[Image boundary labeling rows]
+++++

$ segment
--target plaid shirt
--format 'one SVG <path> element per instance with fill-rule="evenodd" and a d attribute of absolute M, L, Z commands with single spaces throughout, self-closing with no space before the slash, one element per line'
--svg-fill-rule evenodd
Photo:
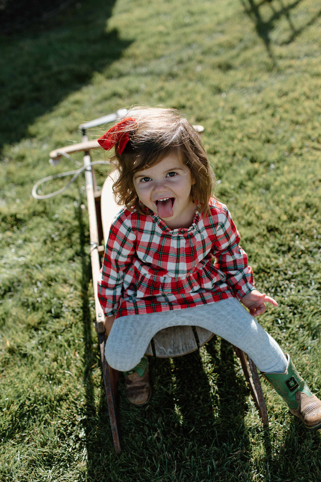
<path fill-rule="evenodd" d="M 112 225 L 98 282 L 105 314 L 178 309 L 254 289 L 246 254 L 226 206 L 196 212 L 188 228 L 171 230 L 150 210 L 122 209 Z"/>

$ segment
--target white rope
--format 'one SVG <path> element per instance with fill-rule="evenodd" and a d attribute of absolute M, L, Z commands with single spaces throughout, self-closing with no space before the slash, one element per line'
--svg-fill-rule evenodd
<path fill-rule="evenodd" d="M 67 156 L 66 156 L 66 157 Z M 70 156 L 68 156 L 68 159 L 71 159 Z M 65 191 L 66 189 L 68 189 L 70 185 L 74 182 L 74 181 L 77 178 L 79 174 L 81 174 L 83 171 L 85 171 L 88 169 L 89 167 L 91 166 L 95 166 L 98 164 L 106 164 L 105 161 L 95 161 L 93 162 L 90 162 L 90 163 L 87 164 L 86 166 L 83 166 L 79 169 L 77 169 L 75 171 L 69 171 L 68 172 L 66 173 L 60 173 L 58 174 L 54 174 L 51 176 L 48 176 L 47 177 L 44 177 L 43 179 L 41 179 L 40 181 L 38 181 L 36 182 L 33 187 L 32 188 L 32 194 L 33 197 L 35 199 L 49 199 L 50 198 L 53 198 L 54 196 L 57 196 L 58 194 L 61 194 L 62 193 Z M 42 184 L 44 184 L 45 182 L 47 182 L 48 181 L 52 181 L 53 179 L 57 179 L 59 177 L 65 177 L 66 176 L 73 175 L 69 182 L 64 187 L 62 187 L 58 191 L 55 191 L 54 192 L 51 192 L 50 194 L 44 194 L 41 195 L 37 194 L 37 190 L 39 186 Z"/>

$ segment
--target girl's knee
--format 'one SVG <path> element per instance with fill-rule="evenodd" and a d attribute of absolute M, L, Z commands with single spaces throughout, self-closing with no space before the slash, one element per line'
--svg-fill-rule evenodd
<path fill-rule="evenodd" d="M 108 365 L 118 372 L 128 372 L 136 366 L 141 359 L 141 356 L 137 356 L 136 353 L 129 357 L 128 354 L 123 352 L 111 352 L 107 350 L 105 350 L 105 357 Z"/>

+++++

EXERCISE REQUIREMENTS
Write out the lines of every row above word for word, leaving out the picture placeholders.

ANSWER
$ segment
--target plaid shirt
--format 'one SVG <path> element per instance with fill-rule="evenodd" and a d attribute of absolute M, L, Z commands with single spaces throughout, self-closing with no space before the slash, one element per line'
--svg-fill-rule evenodd
Photo:
<path fill-rule="evenodd" d="M 112 225 L 98 282 L 105 314 L 178 309 L 254 289 L 246 254 L 226 206 L 196 212 L 188 228 L 171 230 L 150 210 L 122 209 Z"/>

$ segment
--target white rope
--format 'one SVG <path> element per instance with fill-rule="evenodd" and a d attribute of absolute M, L, Z commands with single spaces throughout, self-closing with no space before the slash, one element per line'
--svg-fill-rule evenodd
<path fill-rule="evenodd" d="M 67 156 L 66 156 L 66 157 Z M 70 156 L 68 156 L 68 159 L 71 159 Z M 65 191 L 66 189 L 68 189 L 70 185 L 74 182 L 74 181 L 77 178 L 79 174 L 81 174 L 83 171 L 85 171 L 88 169 L 89 167 L 91 166 L 95 166 L 98 164 L 106 164 L 105 161 L 95 161 L 93 162 L 90 162 L 90 163 L 87 164 L 86 166 L 83 166 L 79 169 L 77 169 L 75 171 L 69 171 L 68 172 L 66 173 L 60 173 L 58 174 L 54 174 L 51 176 L 48 176 L 47 177 L 44 177 L 43 179 L 41 179 L 40 181 L 38 181 L 36 182 L 33 187 L 32 188 L 32 194 L 33 197 L 35 199 L 49 199 L 50 198 L 53 198 L 54 196 L 57 196 L 58 194 L 61 194 L 62 193 Z M 42 184 L 44 184 L 45 182 L 47 182 L 48 181 L 52 181 L 53 179 L 57 179 L 59 177 L 65 177 L 66 176 L 73 175 L 69 182 L 64 187 L 62 187 L 58 191 L 55 191 L 54 192 L 51 192 L 50 194 L 44 194 L 41 195 L 37 194 L 37 190 L 39 186 Z"/>

$ segment
--target girl's knee
--format 'one SVG <path> element per instance with fill-rule="evenodd" and a d attribute of absolute M, L, Z commands with single spaces throughout, self-closing with no space before the slash, one element per line'
--svg-fill-rule evenodd
<path fill-rule="evenodd" d="M 108 365 L 118 372 L 128 372 L 136 366 L 141 359 L 141 356 L 137 356 L 136 353 L 129 357 L 128 354 L 123 352 L 111 352 L 107 350 L 105 350 L 105 357 Z"/>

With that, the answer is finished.